2017年8月20日日曜日

ハイドン:オラトリオ「天地創造」(ゲオルク・ショルティ指揮シカゴ交響楽団他【81】)

ハイドンの最高傑作である「天地創造」は、旧約聖書の「創世記」及びミルトンの「失楽園」を台本化したものを、ヴァン・スヴィーデン男爵がドイツ語に翻訳し、それを元に作曲された。ハイドンが英国滞在中に触れたヘンデルの大規模なオラトリオに触発され、ほとんど知られていない「トビアの帰還」に次ぐ、自身第2番目のものである。ちなみに第3作目のオラトリオは「四季」であり、この二つの作品を頂点だとするハイドン研究家は多い。私もそう思う。

「天使創造」は全3部から成り、第1部と第2部は「創世記」の第1章そのものに音楽を加えた、非常に描写的な音楽で親しみやすい。これはまるで標題音楽のようでもあるが、旧約聖書という、いわば西洋社会の精神的支柱でもある書物の冒頭に音楽を付けるということは、極めて野心に満ちたものであったに違いない。後年の作曲家にこの「天地創造」を音楽化するという試みを、私は知らない。

【第1部】
第1日:導入部・混沌の描写…「天と地」「光あれ!」
  • ①初めにオーケストラが静かにカオスの世界を描写する。日本書紀における「天地開闢」と似たような世界でもあるのは興味深い。「神はまず天と地を創られた」とラファエル(Bs)が始めるその語りは荘厳である。合唱が「光あれ!」と叫ぶ時、音楽がフォルテとなって、この長い物語が始まるとき、私は身震いのような感激に見舞われる。
以下、神の成した偉業を説くセリフは、かわるがわる天使たちによって歌われる。登場する天使たちは、ガブリエル(ソプラノ)、ウリエル(テノール)、ラファエル(バス)である。ソプラノは第3部で人間が登場するとエヴァの役を兼ねることもあり、またバスはアダムを兼ねることがあるため、最低3人の独唱と合唱団が、演奏に加わる。音楽はレチタティーボとアリアまたは合唱などを繰り返しながら進む。番号が付与されており、とてもわかりやすいが、実演では字幕がないと楽しめないだろう。聞きどころを中心にまとめておきたい。

第1日の後半はウリエル(T)のアリアで、そこに合唱が加わる。ハイドンの作曲した音楽は、以降、とても美しいメロディーが気高く続くが、常に節度を保っており劇的な要素は抑えられている。後に「四季」で示したようなあからさまな情景描写は、ここではまだ遠慮気味である、と思う。

- - -

◆ **課題 1**: 記録から、文字列「that」を含む行をすべて集めてください。大文字と小文字は区別します。
◆ **課題 2**: ハイドンの「天地創造」に関する文章を、最後の文の後から書き継いでください。
ハイドンの「天地創造」に関する文章と記録は、それぞれ出典が異なります。

- - -

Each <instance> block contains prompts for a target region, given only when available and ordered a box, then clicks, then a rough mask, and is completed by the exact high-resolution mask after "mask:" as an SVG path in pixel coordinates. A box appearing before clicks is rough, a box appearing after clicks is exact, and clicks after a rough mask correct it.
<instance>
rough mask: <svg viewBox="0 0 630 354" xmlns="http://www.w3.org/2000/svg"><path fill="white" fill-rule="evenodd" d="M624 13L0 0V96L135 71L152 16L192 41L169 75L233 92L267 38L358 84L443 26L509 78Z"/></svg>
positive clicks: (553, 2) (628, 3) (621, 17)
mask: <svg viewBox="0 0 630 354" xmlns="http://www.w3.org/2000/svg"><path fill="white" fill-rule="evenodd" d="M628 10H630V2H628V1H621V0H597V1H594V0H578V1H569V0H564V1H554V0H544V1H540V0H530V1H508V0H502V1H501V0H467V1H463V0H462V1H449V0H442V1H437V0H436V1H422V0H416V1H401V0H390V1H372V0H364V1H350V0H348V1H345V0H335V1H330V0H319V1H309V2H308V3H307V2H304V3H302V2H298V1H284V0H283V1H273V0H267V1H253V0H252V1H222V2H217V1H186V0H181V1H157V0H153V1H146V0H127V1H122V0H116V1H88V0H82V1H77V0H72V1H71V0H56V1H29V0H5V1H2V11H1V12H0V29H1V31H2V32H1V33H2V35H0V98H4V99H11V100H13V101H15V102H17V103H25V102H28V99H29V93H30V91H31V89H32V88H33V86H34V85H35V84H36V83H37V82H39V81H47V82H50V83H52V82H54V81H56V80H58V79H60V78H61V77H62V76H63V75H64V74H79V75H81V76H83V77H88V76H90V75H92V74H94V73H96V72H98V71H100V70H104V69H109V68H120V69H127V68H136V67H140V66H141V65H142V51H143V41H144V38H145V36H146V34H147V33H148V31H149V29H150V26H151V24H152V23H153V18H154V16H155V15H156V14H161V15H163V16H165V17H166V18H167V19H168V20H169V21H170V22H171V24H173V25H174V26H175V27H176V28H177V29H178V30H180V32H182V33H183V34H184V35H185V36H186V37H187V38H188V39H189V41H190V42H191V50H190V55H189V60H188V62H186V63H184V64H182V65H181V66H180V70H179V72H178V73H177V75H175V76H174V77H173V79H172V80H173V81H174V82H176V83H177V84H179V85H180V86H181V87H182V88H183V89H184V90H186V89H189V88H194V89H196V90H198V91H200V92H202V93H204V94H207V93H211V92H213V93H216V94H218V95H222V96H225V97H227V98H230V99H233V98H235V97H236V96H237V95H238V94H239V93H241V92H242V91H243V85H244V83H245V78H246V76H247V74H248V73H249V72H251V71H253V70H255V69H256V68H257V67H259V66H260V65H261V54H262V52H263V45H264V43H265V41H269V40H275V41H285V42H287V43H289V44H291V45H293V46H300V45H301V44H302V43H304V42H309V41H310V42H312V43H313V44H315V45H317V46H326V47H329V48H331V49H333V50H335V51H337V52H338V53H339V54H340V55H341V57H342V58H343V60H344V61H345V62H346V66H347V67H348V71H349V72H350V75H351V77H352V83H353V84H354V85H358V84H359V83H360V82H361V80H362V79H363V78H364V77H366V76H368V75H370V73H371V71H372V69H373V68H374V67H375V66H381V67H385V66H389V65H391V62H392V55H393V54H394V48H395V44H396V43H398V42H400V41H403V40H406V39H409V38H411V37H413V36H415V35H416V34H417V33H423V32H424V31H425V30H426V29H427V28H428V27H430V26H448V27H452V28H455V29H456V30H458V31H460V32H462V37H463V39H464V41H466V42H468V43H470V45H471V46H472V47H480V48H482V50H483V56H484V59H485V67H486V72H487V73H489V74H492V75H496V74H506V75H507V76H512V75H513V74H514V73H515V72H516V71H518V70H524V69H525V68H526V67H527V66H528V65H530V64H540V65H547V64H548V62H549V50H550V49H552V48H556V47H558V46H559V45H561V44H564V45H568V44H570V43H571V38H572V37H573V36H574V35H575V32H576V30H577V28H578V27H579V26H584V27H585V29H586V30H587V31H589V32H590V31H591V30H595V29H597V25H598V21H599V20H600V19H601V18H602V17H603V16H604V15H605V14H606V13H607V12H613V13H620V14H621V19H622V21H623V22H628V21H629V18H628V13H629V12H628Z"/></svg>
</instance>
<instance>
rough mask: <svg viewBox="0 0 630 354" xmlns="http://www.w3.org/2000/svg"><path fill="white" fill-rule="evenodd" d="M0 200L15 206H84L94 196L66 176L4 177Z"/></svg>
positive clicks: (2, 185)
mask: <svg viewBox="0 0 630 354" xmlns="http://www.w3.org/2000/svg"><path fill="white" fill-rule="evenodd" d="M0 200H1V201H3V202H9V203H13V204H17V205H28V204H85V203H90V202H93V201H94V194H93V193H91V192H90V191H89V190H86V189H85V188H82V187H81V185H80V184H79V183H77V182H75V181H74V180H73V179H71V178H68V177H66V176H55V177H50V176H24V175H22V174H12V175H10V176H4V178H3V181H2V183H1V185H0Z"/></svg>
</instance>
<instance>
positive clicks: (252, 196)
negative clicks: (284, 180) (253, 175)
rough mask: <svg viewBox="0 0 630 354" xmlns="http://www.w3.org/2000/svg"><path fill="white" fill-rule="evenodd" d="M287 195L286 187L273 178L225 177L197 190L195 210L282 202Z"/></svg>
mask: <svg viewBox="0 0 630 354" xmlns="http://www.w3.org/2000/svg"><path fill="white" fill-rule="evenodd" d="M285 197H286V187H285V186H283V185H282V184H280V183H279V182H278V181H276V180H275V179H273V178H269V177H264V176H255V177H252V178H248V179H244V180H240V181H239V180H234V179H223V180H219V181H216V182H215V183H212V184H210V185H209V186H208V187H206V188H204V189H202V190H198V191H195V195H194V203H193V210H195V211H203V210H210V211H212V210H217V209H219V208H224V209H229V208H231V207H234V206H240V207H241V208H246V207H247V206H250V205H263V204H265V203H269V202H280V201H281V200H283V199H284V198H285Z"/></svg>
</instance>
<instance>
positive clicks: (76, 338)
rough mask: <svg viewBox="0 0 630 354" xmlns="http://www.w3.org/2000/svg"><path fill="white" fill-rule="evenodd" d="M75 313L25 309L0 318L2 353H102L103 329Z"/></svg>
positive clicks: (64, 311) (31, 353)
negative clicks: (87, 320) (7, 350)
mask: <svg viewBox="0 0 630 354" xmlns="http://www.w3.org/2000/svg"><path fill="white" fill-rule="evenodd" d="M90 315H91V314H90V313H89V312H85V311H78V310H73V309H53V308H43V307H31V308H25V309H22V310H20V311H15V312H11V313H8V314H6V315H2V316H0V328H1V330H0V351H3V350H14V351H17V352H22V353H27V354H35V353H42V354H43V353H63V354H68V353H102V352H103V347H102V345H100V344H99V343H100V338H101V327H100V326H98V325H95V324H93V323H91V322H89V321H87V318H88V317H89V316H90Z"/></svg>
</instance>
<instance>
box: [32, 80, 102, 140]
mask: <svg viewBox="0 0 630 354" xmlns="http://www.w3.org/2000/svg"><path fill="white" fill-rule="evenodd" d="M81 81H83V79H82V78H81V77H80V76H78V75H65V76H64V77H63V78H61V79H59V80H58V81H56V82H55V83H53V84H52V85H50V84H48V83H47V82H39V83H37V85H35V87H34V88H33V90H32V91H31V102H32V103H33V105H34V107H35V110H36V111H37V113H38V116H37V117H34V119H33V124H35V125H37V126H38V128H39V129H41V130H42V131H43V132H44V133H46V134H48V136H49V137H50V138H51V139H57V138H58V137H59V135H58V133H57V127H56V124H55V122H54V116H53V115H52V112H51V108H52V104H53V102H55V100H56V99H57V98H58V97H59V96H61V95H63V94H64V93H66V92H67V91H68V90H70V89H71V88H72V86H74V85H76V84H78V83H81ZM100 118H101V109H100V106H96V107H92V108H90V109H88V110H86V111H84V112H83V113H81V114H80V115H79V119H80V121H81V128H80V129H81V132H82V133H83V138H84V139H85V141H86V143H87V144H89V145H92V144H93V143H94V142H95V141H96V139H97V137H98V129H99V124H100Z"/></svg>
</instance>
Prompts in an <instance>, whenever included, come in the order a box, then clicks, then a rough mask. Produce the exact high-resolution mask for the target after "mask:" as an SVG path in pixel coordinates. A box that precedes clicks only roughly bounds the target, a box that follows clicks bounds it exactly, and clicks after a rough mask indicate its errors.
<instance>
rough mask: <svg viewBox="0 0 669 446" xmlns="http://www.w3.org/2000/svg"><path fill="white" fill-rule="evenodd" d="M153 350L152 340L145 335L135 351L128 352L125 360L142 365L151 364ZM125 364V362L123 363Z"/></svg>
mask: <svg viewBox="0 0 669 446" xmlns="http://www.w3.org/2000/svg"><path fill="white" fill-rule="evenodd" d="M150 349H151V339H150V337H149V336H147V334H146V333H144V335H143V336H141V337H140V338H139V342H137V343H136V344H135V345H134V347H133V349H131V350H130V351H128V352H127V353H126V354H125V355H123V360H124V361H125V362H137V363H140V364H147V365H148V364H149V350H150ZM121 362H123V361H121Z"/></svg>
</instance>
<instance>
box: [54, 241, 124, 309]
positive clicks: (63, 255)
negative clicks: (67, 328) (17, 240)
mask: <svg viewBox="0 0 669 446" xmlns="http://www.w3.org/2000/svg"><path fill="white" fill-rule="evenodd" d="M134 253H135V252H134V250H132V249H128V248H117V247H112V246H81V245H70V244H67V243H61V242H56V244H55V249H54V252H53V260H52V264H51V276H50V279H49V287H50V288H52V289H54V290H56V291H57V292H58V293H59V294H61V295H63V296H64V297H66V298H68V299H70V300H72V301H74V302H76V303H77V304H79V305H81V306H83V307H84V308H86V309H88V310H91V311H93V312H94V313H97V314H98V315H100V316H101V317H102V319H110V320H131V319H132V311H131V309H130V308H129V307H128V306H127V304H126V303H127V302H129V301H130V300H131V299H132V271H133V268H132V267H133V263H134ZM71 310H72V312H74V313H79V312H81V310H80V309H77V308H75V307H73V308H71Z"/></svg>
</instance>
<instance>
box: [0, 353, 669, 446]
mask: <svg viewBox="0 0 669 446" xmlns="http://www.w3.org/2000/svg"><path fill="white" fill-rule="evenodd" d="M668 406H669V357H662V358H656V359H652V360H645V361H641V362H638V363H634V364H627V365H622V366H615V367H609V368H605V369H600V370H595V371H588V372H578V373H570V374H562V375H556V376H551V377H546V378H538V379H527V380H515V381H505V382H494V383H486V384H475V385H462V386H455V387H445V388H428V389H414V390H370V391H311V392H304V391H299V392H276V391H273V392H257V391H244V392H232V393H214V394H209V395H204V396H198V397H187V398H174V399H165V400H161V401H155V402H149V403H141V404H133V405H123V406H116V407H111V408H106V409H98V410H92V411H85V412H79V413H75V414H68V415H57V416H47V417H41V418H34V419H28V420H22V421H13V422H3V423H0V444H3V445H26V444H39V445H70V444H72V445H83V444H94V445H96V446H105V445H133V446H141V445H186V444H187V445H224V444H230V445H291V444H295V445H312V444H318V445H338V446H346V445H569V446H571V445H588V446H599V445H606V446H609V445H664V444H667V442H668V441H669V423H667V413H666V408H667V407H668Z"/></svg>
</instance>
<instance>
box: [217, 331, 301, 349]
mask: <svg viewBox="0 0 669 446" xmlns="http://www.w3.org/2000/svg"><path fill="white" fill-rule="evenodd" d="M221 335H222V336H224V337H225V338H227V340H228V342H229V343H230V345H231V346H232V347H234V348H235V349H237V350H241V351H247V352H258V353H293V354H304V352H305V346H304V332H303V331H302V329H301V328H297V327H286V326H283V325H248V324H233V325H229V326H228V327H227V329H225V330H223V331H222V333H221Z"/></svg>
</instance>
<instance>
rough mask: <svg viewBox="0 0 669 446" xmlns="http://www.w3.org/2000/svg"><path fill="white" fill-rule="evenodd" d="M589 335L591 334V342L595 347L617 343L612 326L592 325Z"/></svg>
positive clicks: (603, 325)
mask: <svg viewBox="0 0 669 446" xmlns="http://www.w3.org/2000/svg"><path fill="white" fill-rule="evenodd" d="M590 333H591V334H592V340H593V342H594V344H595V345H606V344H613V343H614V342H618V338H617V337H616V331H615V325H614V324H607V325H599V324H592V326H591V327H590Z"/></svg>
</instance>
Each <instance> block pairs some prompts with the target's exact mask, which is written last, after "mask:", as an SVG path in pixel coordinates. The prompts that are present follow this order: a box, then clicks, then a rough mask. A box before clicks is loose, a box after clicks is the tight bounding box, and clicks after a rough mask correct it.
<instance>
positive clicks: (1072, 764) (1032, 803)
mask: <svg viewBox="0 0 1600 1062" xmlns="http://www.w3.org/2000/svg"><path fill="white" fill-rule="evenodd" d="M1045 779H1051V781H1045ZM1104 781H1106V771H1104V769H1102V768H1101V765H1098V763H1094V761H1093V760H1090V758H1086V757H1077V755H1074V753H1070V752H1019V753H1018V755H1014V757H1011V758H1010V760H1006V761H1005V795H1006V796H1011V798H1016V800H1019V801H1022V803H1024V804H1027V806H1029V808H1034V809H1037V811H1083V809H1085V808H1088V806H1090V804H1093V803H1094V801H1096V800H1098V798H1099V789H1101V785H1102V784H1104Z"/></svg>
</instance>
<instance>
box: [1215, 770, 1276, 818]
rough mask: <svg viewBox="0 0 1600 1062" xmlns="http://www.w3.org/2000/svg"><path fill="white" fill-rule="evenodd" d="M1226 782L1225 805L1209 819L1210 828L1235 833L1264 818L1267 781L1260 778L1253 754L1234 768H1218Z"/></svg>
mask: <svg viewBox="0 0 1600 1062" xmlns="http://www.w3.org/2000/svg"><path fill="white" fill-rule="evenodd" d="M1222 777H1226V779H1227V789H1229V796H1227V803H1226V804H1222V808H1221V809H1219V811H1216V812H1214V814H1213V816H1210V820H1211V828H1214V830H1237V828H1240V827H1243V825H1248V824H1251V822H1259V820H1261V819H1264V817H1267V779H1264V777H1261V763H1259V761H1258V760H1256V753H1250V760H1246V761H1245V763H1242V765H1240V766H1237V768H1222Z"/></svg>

- - -

◆ **最終回答 1**:
Prompts in an <instance>, whenever included, come in the order a box, then clicks, then a rough mask. Produce the exact high-resolution mask for the target after "mask:" as an SVG path in pixel coordinates. A box that precedes clicks only roughly bounds the target, a box that follows clicks bounds it exactly, and clicks after a rough mask indicate its errors.
Each <instance> block pairs some prompts with the target's exact mask, which is written last, after "mask:", as an SVG path in pixel coordinates. The prompts that are present follow this order: a box, then clicks, then a rough mask. A box before clicks is loose, a box after clicks is the tight bounding box, and clicks after a rough mask correct it.

◆ **最終回答 2**:
第2日:空、海、大地
  • ②前半のラファエル(Bs)によるレチタティーボにオーケストラが入り、嵐、雷、川、雨、それに雪といったものが示される。そのままガブリエル(S)の歌唱となるところで初めて女声が加わって、音楽に膨らみと温かみを与える。合唱がそれに掛け合い、いよいよ「天地創造」の物語が始まる、というわけである。
  • ③後半はラファエル(Bs)のレチタティーボとアリア「海は激しく荒れ狂い」、やがて大地は広がる。音楽は前半が激しく、後半はのびやかである。
第3日:草木
  • ④ガブリエル(S)によるレチタティーボとアリア「今や新たなる緑、野に萌え」。
  • ⑤ウリエル(T)の短いレチタティーボに続き合唱が力強くフーガを歌う。「弦を合わせよ、竪琴を取れ」
第4日:昼と夜、季節、太陽や星
  • ⑥ウリエル(T)によるレチタティーボの間に挿入されるオーケストラ曲は、太陽の輝きを表している。「今や輝きに満ちて」。そして合唱と全ソリストが高らかに神を讃え、第1部が終わる。
【第2部】
第5日:様々な生き物(鳥、魚、動物たち)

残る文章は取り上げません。